───── Text block ─────
Male cross-dressing young man in McDonalds in Shanghai being served by minimum wage worker
Stigler on Obama
By JASON L. RILEY
THE WALL STREET JOURNAL
Tuesday, 30 July 13
President Obama told a crowd in Chattanooga, Tenn., Tuesday
that "because no one who works full-time in America should have to live
in poverty, I will keep making the case that we need to raise a minimum
wage that in real terms is lower than it was when Ronald Reagan took
office."
There
are many things wrong with that statement, starting with the
implication that the typical minimum-wage earner is supporting a family
of four. In fact, most minimum-wage earners are young, part-time workers
who aren't poor. According to federal data, their average family income
is more than $53,000 a year.
But
what's also striking about the president's argument is how long
proponents of the minimum wage have been making it, and how long noted
economists have been telling those proponents that it's a bad idea. Back
in 1946, George Stigler, whom Milton Friedman called "one of the great
economists of the twentieth—or any other—century," addressed Mr. Obama's
statement 67 years before the president would utter it.
─────
** Required tasks **
1 > Print the full minimum-wage passage word for word.
2 > In the listing, reproduce the lines starting with the line that contains "[trace] car door" and going on through the end of the listing, substituting "contour" for "outline" and leaving everything else unchanged.
The minimum-wage passage and the listing after it are independent of each other.
───── Source material ─────
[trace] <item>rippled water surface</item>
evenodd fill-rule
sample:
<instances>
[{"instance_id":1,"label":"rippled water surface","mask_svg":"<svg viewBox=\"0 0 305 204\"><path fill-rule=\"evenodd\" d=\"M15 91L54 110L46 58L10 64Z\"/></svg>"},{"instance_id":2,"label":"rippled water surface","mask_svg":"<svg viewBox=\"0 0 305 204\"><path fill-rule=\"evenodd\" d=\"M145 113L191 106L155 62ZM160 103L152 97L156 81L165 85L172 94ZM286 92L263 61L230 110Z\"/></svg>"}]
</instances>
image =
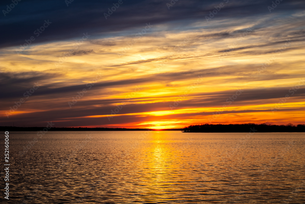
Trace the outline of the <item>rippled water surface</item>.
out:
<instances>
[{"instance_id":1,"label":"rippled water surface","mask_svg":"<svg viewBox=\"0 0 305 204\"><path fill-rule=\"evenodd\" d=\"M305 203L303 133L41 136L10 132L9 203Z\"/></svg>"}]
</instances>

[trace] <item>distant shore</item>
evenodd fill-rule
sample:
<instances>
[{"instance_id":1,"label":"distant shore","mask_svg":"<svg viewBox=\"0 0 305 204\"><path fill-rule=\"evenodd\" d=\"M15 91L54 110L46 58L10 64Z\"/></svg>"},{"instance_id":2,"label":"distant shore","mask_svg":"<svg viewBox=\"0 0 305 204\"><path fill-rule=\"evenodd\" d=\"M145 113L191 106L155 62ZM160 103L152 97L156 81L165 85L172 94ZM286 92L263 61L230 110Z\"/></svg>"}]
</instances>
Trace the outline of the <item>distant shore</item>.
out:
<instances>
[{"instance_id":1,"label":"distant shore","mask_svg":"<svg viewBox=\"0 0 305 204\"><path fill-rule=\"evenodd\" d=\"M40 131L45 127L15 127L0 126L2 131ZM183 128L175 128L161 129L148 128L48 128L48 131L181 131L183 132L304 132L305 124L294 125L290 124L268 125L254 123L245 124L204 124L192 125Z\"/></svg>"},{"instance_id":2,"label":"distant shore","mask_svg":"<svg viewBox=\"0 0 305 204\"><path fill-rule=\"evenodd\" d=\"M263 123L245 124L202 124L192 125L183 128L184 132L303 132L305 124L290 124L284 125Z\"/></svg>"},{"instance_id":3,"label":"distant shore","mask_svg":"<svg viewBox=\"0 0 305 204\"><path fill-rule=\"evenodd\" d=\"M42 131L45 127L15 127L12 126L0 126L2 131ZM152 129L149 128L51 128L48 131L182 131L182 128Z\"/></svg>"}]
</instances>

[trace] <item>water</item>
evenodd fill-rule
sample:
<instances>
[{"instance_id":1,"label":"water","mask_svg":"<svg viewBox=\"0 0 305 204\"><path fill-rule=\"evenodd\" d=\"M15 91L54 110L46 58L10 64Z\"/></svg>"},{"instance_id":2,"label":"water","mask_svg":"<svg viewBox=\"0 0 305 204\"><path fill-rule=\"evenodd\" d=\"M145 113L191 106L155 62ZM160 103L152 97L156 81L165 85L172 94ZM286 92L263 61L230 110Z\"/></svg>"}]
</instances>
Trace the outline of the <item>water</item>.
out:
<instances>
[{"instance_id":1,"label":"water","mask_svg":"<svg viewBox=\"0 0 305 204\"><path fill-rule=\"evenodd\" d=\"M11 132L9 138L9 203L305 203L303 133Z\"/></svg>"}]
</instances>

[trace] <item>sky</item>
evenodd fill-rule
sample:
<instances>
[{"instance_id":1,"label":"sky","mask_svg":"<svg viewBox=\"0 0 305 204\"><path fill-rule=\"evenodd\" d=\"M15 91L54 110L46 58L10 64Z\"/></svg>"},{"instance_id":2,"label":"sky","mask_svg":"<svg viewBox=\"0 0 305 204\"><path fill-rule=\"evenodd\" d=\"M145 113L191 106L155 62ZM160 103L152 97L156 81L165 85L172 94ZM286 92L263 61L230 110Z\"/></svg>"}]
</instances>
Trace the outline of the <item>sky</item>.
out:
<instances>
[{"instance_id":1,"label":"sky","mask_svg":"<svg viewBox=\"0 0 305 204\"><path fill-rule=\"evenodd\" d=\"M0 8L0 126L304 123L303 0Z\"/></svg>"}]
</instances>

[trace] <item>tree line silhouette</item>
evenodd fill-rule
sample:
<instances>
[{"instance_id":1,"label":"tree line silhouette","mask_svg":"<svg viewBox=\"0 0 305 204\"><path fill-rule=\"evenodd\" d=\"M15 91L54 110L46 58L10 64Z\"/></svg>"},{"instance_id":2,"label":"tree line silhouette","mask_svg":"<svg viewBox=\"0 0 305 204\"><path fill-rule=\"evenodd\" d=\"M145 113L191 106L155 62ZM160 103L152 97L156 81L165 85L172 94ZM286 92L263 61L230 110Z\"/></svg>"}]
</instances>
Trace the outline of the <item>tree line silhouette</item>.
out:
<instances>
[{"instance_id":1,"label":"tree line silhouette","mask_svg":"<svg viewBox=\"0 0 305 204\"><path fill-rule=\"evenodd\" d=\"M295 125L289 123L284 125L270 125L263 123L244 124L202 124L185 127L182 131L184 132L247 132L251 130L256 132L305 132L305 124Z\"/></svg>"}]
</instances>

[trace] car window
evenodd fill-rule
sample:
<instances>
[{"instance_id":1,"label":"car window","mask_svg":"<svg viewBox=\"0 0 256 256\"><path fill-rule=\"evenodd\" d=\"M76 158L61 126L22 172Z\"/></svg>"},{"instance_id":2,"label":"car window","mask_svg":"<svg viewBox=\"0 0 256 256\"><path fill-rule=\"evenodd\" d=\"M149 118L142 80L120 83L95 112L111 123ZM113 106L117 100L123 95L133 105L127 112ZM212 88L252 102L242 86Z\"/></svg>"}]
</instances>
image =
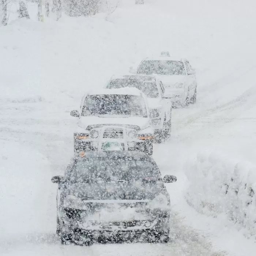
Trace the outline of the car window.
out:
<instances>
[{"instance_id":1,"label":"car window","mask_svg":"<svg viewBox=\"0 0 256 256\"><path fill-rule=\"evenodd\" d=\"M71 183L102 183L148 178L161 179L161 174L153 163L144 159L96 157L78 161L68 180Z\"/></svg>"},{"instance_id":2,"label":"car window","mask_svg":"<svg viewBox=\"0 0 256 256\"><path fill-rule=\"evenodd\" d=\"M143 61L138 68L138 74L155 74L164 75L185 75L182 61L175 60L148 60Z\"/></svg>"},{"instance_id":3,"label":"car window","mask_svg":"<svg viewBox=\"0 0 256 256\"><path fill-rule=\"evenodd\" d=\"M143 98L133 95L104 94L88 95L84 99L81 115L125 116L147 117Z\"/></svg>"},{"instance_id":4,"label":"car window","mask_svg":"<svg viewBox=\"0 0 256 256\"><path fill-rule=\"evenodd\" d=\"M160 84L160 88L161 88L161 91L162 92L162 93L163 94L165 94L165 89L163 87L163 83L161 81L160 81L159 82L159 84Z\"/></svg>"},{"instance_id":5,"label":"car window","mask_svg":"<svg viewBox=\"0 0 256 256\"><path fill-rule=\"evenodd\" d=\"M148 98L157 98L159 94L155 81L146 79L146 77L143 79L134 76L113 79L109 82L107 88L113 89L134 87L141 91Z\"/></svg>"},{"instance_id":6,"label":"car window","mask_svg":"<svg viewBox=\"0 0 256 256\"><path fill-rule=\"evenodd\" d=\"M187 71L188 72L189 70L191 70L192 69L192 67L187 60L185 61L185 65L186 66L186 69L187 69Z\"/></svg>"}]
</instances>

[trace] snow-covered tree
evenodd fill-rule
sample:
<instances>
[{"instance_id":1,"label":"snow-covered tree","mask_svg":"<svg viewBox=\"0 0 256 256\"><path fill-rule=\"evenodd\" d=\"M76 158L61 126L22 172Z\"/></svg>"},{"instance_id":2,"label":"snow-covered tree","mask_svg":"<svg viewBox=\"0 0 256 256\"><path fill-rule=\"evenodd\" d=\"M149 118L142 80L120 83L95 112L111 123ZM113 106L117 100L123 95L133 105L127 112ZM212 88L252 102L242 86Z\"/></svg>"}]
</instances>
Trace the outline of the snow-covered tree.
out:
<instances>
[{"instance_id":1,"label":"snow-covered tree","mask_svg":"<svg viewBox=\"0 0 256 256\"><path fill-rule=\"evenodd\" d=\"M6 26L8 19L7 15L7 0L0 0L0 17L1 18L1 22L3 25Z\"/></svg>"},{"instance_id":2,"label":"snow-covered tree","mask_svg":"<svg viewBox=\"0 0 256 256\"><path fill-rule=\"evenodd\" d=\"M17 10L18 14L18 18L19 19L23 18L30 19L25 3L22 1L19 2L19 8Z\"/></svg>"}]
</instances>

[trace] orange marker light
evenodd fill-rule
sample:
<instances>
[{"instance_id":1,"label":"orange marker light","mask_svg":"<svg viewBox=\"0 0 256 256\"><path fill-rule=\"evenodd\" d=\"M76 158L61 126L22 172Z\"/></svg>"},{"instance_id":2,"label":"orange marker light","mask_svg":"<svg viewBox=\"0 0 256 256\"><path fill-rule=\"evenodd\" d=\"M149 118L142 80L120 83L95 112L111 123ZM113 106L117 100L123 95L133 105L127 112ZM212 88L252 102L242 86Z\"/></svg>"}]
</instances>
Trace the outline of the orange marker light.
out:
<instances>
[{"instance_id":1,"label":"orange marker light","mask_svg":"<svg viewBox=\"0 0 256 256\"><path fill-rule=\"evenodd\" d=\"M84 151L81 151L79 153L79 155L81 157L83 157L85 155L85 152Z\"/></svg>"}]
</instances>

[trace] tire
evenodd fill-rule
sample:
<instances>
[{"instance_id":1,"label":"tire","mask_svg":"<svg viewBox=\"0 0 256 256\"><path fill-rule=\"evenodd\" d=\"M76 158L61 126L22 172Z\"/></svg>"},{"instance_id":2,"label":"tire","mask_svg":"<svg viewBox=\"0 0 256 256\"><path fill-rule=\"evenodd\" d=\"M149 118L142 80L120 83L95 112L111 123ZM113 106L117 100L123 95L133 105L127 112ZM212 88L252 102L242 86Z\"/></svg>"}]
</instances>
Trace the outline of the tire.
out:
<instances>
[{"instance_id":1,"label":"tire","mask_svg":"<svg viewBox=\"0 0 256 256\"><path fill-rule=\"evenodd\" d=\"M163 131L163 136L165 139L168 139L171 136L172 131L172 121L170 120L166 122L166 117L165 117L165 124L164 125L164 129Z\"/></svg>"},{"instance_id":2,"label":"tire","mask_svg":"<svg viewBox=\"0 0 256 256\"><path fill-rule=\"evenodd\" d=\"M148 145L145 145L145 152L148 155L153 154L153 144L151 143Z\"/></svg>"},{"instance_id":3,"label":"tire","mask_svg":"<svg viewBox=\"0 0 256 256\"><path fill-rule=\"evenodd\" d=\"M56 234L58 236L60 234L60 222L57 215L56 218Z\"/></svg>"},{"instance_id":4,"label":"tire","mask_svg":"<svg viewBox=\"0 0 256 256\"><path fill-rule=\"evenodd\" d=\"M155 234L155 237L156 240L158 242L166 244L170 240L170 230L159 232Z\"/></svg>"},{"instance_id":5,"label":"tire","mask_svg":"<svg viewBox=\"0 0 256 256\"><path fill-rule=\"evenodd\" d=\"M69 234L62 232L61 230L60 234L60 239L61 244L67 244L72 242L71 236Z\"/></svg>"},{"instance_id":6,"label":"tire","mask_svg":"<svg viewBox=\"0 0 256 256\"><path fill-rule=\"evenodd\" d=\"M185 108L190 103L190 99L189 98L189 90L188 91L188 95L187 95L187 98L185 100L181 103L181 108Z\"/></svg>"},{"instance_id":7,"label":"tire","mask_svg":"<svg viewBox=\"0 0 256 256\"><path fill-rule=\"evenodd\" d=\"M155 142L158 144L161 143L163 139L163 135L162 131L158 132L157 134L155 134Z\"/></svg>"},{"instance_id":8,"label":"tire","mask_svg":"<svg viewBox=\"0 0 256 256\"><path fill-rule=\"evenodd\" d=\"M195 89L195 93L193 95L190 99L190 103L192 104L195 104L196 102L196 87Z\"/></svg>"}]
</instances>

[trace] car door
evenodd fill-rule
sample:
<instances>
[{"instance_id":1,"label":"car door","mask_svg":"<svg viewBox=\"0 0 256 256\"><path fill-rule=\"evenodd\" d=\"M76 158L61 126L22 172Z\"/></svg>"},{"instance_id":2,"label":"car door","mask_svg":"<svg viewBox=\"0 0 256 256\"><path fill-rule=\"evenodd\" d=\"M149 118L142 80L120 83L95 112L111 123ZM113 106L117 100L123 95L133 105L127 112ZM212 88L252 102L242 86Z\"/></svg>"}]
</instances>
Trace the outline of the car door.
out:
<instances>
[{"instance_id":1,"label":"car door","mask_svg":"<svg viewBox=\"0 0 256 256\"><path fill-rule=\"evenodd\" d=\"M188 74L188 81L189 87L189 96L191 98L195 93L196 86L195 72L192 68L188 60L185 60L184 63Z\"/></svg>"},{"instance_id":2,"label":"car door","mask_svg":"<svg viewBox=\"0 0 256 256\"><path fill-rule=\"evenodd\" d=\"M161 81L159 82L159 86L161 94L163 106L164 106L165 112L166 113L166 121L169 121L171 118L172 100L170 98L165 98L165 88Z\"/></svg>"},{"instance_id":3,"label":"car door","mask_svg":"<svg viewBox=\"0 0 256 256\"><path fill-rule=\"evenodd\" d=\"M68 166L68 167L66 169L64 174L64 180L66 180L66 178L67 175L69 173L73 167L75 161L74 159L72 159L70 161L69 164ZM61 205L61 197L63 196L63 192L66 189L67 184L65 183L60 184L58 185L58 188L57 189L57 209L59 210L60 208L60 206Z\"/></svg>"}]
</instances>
─────
** Expected results **
1 >
Male cross-dressing young man in McDonalds in Shanghai being served by minimum wage worker
Stigler on Obama
By JASON L. RILEY
THE WALL STREET JOURNAL
Tuesday, 30 July 13
President Obama told a crowd in Chattanooga, Tenn., Tuesday
that "because no one who works full-time in America should have to live
in poverty, I will keep making the case that we need to raise a minimum
wage that in real terms is lower than it was when Ronald Reagan took
office."
There
are many things wrong with that statement, starting with the
implication that the typical minimum-wage earner is supporting a family
of four. In fact, most minimum-wage earners are young, part-time workers
who aren't poor. According to federal data, their average family income
is more than $53,000 a year.
But
what's also striking about the president's argument is how long
proponents of the minimum wage have been making it, and how long noted
economists have been telling those proponents that it's a bad idea. Back
in 1946, George Stigler, whom Milton Friedman called "one of the great
economists of the twentieth—or any other—century," addressed Mr. Obama's
statement 67 years before the president would utter it.

2 >
[trace] car door
evenodd fill-rule
sample:
<instances>
[{"instance_id":1,"label":"car door","mask_svg":"<svg viewBox=\"0 0 256 256\"><path fill-rule=\"evenodd\" d=\"M76 158L61 126L22 172Z\"/></svg>"},{"instance_id":2,"label":"car door","mask_svg":"<svg viewBox=\"0 0 256 256\"><path fill-rule=\"evenodd\" d=\"M149 118L142 80L120 83L95 112L111 123ZM113 106L117 100L123 95L133 105L127 112ZM212 88L252 102L242 86Z\"/></svg>"}]
</instances>
Trace the contour of the car door.
out:
<instances>
[{"instance_id":1,"label":"car door","mask_svg":"<svg viewBox=\"0 0 256 256\"><path fill-rule=\"evenodd\" d=\"M188 74L188 81L189 87L189 96L191 98L195 93L196 86L195 72L192 68L188 60L185 60L184 63Z\"/></svg>"},{"instance_id":2,"label":"car door","mask_svg":"<svg viewBox=\"0 0 256 256\"><path fill-rule=\"evenodd\" d=\"M161 81L159 82L159 86L161 94L163 106L164 106L165 112L166 113L166 121L169 121L171 118L172 100L170 98L165 98L165 88Z\"/></svg>"},{"instance_id":3,"label":"car door","mask_svg":"<svg viewBox=\"0 0 256 256\"><path fill-rule=\"evenodd\" d=\"M68 166L68 167L66 169L64 174L64 180L66 180L66 178L67 175L69 173L73 167L75 161L74 159L72 159L70 161L69 164ZM61 205L61 197L63 196L63 192L66 189L67 184L65 183L60 184L58 185L58 188L57 189L57 209L59 210L60 208L60 206Z\"/></svg>"}]
</instances>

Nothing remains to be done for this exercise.